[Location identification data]
## START

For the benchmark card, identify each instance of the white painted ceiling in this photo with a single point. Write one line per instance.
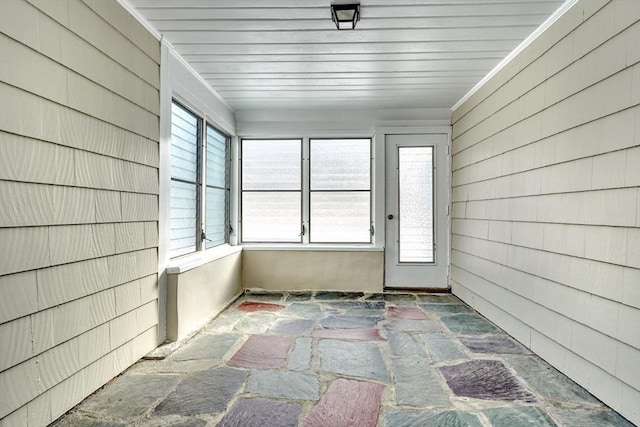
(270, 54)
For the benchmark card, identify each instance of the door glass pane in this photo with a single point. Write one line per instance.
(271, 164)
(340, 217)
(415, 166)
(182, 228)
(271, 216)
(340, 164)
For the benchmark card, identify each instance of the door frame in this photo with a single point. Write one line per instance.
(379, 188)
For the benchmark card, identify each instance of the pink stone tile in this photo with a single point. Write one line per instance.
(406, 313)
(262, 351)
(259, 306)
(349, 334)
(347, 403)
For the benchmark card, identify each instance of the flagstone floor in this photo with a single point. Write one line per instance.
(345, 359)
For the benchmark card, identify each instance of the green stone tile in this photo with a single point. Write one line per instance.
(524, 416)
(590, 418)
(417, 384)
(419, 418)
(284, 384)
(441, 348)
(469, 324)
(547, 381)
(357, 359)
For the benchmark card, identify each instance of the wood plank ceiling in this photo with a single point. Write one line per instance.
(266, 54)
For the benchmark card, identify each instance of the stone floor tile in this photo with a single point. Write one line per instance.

## END
## START

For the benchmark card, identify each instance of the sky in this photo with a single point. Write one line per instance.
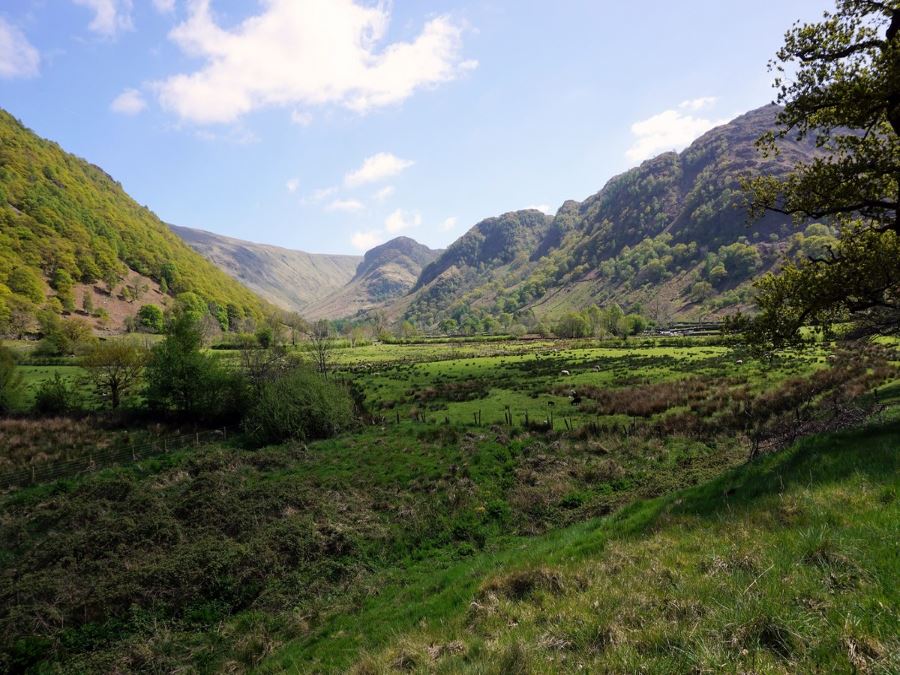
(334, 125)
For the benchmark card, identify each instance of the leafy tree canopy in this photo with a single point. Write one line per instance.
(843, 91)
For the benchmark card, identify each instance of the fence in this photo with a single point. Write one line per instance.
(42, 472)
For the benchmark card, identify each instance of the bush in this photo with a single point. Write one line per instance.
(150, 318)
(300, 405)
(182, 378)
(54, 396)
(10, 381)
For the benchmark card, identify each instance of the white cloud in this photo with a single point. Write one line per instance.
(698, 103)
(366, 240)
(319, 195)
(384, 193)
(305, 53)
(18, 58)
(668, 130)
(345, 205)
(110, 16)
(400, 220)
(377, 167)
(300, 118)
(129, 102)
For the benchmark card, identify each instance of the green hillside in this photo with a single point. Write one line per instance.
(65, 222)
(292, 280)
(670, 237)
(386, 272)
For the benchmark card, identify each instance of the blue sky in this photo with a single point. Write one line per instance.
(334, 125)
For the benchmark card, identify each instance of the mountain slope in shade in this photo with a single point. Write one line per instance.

## END

**Exercise details:** Reproduce the data above verbatim, starting with the line that contains "For the benchmark card, identify each instance of the flagstone" and continuing through the line that contains "For the benchmark card, identify each instance of the stone", with both of those lines included.

**The output:**
For the benchmark card, identify each instance of the flagstone floor in this photo with a single point. Write one line per instance.
(345, 359)
For the benchmark card, identify each instance of the green stone tile in this photo with a single point. Write one line per instance.
(524, 416)
(590, 418)
(417, 384)
(419, 418)
(284, 384)
(441, 348)
(469, 324)
(547, 381)
(357, 359)
For the benchmark card, identify each instance of the wood plank ceiling in this photo with a single point. Write one line per instance.
(266, 54)
For the benchmark card, identify each instance of the stone floor tile in this photo with a single point. Write one line per instance.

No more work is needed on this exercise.